# WHAT TO DO
Please answer from the ADHD article: who should give the tests used to confirm a diagnosis of ADHD?

# PAGE EXTRACT
* * * *

A stressful home life, food allergies, sugar or too much TV do not cause ADHD. However, smoking, drinking, substance abuse, poor nutrition, infections during pregnancy may affect the baby’s development. Also, being born prematurely, damage to the frontal lobe of the brain, autism and poor nutrition can predispose a child to ADHD.
According to Dr Nalugya, diagnosing ADHD is all about observation and it will take some time for the specialist to detect the signs and symptoms and be able to come up with a confirmatory diagnosis. Once the diagnosis is made, such a child needs to be managed holistically right from home, at school and within the community.
“Different children with ADHD present differently and, therefore, their management is also different. It ranges from their diet, what television programmes they watch and how they are handled in class,” she says, adding that diagnosing children with ADHD may be hard, requiring the efforts of a teacher, parent and health worker to observe the child’s behaviour.
To confirm a diagnosis of ADHD or learning differences, a series of tests to check a child’s neurological and psychological status are done. The tests should be given by a pediatrician or mental health professional such as a psychiatrist or psychologist.
“It is, therefore, important that parents become vigilant and observe their children more keenly. If your child does not behave like their age-mates, take them for professional assessment,” Dr Nalugya advises.
Living with ADHD
ADHD is the most commonly diagnosed mental disorder in children and can neither be cured (may only reduce but cannot be treated completely) nor be prevented.
Dr Nalugya, however, says if diagnosed early, a good treatment and education plan can help a child or adult with ADHD manage their symptoms. The most important aspect is for the parent not fight it but rather acknowledge and manage it.
She recommends a lifestyle change that would help manage the symptoms. This may include substituting junk, fast foods and carbonated beverages with a healthy diet with plenty of fruits, vegetables, whole grains, and lean protein.
Exercise helps children with ADHD to control impulses and other behavioural problems. You should also limit the time such children spend watching TV, using phones, tablets or computers and instead let them have enough time to play and exercise. The child can be part of a basketball, football or netball team and this will teach them to socialise and be able to follow instructions.
“Simplify your child’s tasks by allowing them to have a break in between. Also, help them with organisation. Sit with them while they do their homework to help them remain focused and reward them for the things they have been able to accomplish,” says Dr Nalugya.
It may be frustrating raising a child with ADHD but taking an active part in the management of the symptoms can be helpful. Make clear instructions, maintain routines, reward good behaviour, and be calm and consistent with discipline. It is also important that you boost your child's self-esteem.
“This is because they are easily misjudged and bullied since they may have trouble processing directions and other information. They may be overwhelmed with corrections, leaving them with low self-esteem,” Dr Joyce Nalugya, a child psychiatrist at Mulago National Referral Hospital, remarks.

* * * *

# DATASET EXCERPTS
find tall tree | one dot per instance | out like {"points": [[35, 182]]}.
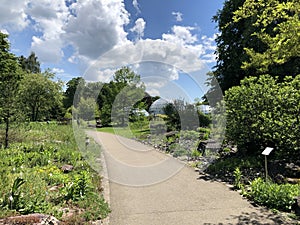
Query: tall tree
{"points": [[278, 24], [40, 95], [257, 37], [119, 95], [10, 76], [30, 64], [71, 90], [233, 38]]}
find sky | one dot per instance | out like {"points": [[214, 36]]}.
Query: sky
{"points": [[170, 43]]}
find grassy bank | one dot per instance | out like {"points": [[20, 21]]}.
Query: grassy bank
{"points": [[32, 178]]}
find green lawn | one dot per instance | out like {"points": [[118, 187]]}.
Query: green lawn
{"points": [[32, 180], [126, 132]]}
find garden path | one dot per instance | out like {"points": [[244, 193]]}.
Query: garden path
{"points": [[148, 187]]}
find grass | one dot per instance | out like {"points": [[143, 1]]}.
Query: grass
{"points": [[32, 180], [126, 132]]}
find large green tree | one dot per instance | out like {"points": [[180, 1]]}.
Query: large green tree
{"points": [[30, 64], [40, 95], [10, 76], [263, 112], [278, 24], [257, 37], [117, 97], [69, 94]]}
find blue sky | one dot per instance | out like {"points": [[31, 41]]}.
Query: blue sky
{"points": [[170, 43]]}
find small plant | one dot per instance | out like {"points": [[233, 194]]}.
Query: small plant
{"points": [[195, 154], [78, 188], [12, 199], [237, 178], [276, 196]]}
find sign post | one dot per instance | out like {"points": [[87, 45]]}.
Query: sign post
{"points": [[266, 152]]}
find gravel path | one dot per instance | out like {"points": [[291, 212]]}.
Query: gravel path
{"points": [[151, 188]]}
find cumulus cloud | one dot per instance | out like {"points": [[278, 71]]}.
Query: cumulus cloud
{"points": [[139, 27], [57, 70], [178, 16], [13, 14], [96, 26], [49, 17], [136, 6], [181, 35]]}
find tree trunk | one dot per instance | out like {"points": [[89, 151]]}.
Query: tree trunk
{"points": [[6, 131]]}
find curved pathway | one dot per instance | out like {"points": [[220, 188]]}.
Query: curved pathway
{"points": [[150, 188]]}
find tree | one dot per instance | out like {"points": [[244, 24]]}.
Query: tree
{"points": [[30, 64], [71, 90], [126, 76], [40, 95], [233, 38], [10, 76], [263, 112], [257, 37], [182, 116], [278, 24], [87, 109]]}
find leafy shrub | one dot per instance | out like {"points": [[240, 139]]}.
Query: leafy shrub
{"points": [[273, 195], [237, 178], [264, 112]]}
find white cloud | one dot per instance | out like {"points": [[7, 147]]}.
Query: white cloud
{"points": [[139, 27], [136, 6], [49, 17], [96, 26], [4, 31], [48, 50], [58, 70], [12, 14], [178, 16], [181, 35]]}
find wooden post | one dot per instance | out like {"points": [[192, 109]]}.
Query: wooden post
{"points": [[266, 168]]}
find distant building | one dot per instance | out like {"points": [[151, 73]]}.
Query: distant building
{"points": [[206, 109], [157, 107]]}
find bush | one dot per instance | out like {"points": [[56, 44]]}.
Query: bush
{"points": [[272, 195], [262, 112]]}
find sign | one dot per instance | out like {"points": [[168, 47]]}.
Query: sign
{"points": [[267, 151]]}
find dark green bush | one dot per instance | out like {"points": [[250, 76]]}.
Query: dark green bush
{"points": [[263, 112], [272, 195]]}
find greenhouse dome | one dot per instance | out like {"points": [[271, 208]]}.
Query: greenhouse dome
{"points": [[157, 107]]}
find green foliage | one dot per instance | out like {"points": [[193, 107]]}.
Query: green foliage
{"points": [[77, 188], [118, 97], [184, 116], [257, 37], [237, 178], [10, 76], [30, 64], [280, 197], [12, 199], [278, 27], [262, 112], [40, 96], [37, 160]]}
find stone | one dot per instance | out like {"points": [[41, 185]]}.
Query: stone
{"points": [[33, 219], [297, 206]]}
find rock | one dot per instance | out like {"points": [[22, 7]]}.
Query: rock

* * * *

# WRITTEN ANSWER
A pediatrician or a mental health professional such as a psychiatrist or psychologist.